• ÉNONCÉ ÉCRIT
Recopiez à l'identique chacune des lignes de l'ensemble des enregistrements ci-dessous, sans en omettre aucune.

------------------------------------------------

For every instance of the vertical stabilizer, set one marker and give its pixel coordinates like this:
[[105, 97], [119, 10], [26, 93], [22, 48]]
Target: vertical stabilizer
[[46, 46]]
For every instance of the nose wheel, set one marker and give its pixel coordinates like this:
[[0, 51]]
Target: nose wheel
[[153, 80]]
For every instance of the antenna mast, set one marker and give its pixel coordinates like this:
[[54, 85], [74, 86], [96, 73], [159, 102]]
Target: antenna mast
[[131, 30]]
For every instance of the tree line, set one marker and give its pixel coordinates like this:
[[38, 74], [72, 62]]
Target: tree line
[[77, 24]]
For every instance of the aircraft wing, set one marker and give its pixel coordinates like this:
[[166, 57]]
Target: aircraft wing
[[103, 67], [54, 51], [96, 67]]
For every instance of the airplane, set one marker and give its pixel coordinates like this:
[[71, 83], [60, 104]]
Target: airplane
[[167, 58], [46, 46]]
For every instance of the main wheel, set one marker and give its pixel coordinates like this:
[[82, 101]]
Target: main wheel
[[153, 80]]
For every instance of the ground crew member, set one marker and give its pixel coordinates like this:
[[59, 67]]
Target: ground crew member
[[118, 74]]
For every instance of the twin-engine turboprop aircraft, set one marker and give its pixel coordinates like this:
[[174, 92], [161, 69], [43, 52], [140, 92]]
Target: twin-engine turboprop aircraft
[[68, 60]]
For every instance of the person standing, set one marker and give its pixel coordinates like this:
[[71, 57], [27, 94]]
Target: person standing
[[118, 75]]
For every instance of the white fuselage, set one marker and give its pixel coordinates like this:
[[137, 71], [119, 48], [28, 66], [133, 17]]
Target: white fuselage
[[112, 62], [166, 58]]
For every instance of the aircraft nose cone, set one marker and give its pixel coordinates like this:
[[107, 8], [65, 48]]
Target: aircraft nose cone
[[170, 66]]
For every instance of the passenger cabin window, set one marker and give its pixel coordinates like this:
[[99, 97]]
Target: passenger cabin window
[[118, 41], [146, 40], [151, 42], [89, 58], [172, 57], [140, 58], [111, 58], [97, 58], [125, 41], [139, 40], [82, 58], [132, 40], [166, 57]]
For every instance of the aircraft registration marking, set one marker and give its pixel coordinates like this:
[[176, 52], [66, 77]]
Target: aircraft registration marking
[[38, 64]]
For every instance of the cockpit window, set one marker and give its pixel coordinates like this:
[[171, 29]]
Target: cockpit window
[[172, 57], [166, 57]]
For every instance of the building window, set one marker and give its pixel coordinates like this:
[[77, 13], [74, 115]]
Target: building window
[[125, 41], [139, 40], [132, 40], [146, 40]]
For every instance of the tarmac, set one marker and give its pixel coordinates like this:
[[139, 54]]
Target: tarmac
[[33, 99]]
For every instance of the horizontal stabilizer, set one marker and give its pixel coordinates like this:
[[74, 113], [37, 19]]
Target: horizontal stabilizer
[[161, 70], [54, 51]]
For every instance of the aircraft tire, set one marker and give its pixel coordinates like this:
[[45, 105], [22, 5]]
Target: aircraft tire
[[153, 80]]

------------------------------------------------

• RÉSULTAT FINAL
For every instance of the vertical stabilizer, set one marker and give its pixel coordinates like this:
[[105, 97], [119, 10], [26, 93], [22, 48]]
Target: vertical stabilizer
[[46, 46]]
For every instance of the nose wheel, set one marker and give its pixel coordinates like this:
[[0, 51]]
Target: nose wheel
[[153, 80]]
For every instance of the antenna mast, set one marker and give its pixel coordinates like this:
[[54, 85], [74, 86], [96, 73], [159, 102]]
Target: antenna mast
[[131, 30]]
For every instance of the tree line, set one marker and give its pixel coordinates like this:
[[38, 74], [72, 62]]
Target: tree line
[[77, 24]]
For every instance of the aircraft wing, set one marker and give its pixel coordinates like this:
[[166, 57]]
Target: aircraft wing
[[103, 67], [54, 51], [96, 67]]
For every instance of the airplane, set one marker and give its pixel coordinates like this:
[[71, 83], [60, 104]]
Target: airplane
[[167, 58], [46, 46]]
For every instance of the main wheel, set one marker and give its pixel coordinates like this:
[[82, 101]]
Target: main wheel
[[153, 80]]
For every instance of the ground crew member, set one marker and give its pixel coordinates like this:
[[59, 67]]
Target: ground crew member
[[118, 74]]
For every instance of the twin-engine turboprop aircraft, set one marker and give its pixel coordinates like this:
[[174, 92], [161, 69], [43, 52], [140, 92]]
Target: twin-engine turboprop aircraft
[[68, 60]]
For every instance of the person standing, set one marker and give its pixel coordinates like this:
[[71, 57], [27, 94]]
Target: person standing
[[118, 75]]
For every instance of the white fuselage, set one marker and give its pixel coordinates like this:
[[137, 71], [119, 48], [28, 66], [133, 17]]
Target: white fuselage
[[112, 62], [166, 58]]
For every instance of the aircraft nose cone, set one marker and give its pixel coordinates like this:
[[107, 8], [65, 48]]
Target: aircraft nose cone
[[170, 66]]
For every instance of the passenger cabin window, set one marker and give its pixel coordinates like this:
[[99, 97]]
Target: passenger cabin window
[[118, 41], [146, 40], [151, 42], [89, 58], [172, 57], [140, 58], [111, 58], [97, 58], [125, 41], [139, 40], [82, 58], [132, 40], [166, 57]]
For every instance of the aircraft registration marking, set one marker and give its pixel coordinates like this:
[[176, 52], [66, 77]]
Target: aircraft registration marking
[[38, 64]]
For every instance of the cockpit window, set one marker and give its pixel coordinates like this:
[[171, 29]]
Target: cockpit window
[[172, 57], [166, 57]]
For every instance of the building window, set one marker and give its pixel coordinates like this:
[[77, 13], [74, 115]]
Target: building window
[[125, 41], [139, 40], [132, 40], [146, 40]]
For every instance of the tarmac, set one marker and give its pixel coordinates like this:
[[139, 54]]
Target: tarmac
[[33, 99]]
For every instance of the horizontal stabilizer, set one marker and give its pixel coordinates like this:
[[74, 113], [37, 19]]
Target: horizontal stabilizer
[[161, 70], [54, 51]]
For every instance of the aircraft tire, set one marker and give its pixel coordinates like this:
[[45, 105], [22, 5]]
Target: aircraft tire
[[153, 80]]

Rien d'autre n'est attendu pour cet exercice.